● DATA TO USE
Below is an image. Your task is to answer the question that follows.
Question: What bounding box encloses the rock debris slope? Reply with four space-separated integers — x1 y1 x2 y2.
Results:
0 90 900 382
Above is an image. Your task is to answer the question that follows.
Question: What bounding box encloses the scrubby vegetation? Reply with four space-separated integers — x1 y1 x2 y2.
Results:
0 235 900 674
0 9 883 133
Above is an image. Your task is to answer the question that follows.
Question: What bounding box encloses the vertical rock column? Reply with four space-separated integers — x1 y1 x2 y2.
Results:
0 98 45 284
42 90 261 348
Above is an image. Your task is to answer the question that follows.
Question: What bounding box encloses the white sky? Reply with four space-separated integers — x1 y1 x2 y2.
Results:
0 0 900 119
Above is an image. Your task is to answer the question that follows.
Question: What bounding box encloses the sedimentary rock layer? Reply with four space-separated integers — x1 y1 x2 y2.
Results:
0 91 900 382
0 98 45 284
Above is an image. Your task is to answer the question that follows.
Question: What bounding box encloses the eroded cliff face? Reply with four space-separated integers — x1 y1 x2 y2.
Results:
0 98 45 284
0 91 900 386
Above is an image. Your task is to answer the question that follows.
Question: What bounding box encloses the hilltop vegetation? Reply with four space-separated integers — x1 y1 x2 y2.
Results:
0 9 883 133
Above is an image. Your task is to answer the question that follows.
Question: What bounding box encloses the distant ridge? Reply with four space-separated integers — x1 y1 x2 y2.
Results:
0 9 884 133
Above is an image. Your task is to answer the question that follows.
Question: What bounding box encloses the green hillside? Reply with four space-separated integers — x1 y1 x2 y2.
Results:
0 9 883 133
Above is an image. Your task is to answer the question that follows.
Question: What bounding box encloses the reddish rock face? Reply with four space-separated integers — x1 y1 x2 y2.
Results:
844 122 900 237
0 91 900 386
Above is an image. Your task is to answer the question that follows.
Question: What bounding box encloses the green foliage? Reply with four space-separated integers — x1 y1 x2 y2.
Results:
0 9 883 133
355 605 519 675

● THE TASK
Render the listing above, from its first line through the line containing "0 90 900 382", as a Markdown table with the columns Row and Listing Line. Omit any blank lines.

● RESULT OF THIS TASK
| Row | Listing Line |
|---|---|
| 1 | Below is an image. Your task is to answer the question that follows. |
| 2 | Question: What bounding box encloses the rock debris slope? Reply with four space-separated integers — x1 y1 x2 y2. |
| 3 | Results: |
| 4 | 0 90 900 382 |